▶ _Activity_
Of the lines below, reproduce exactly those from the line containing "Please place a point on every instance of the blue" to the end, including both the first and the last.

(Stored dataset items)
----------

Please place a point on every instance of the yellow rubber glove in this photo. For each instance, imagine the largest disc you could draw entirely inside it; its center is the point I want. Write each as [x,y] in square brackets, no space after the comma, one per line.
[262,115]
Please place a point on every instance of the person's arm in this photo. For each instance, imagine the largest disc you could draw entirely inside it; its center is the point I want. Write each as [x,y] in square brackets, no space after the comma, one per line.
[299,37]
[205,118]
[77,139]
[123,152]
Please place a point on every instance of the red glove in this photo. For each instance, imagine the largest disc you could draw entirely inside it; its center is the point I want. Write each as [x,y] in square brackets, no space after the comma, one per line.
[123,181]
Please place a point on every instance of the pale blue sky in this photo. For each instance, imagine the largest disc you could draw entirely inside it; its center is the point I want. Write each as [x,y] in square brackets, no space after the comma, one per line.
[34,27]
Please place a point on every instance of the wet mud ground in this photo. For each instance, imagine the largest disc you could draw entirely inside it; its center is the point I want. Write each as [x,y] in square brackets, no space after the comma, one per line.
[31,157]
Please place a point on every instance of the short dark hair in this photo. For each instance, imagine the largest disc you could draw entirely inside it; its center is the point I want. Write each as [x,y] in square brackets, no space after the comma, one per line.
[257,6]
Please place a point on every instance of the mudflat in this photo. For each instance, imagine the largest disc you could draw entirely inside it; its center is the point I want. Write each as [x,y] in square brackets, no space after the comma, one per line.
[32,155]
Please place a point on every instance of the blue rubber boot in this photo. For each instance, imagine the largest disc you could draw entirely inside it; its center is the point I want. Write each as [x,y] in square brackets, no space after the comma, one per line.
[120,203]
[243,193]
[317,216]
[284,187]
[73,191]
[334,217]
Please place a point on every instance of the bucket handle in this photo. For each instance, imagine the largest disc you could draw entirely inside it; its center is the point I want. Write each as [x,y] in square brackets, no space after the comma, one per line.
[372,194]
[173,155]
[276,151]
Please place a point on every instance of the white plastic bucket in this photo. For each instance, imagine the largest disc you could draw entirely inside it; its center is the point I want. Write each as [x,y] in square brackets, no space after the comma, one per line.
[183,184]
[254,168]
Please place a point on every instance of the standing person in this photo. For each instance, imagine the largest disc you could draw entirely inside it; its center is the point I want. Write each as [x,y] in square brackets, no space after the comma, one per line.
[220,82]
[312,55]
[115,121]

----------

▶ _Solution to this exercise_
Please place a point on every instance of the blue rubber boot in this photo. For each instance, imagine the largest disc you could draw entirely inside it; its center is the point I want. Write each as [x,y] in square brackets, no space after the comma, one per line.
[120,203]
[243,193]
[317,216]
[284,187]
[73,191]
[334,217]
Please place a point on every instance of the bucket handle in this photo. For each instance, imagine the largest disc you could draw entirely inside it; its center is the point I want. Write each as [x,y] in square brackets, no space after the comma, one per line.
[372,194]
[173,155]
[276,151]
Please place a point on every instance of the white plastic bucket in this photo. For each instance, imagine the largest disc you could draw entirely inside it; its center is the point I want. Write each as [x,y] in square brackets, no space after the comma, one per line.
[183,184]
[254,168]
Please place a point on every instance of the standing person in this photo. For each instance, imagine the largest disc you could draw entirely inside it; its center is the point I want. Write each as [x,y] in square brackets, no space after the comma, one per line.
[220,82]
[312,55]
[115,121]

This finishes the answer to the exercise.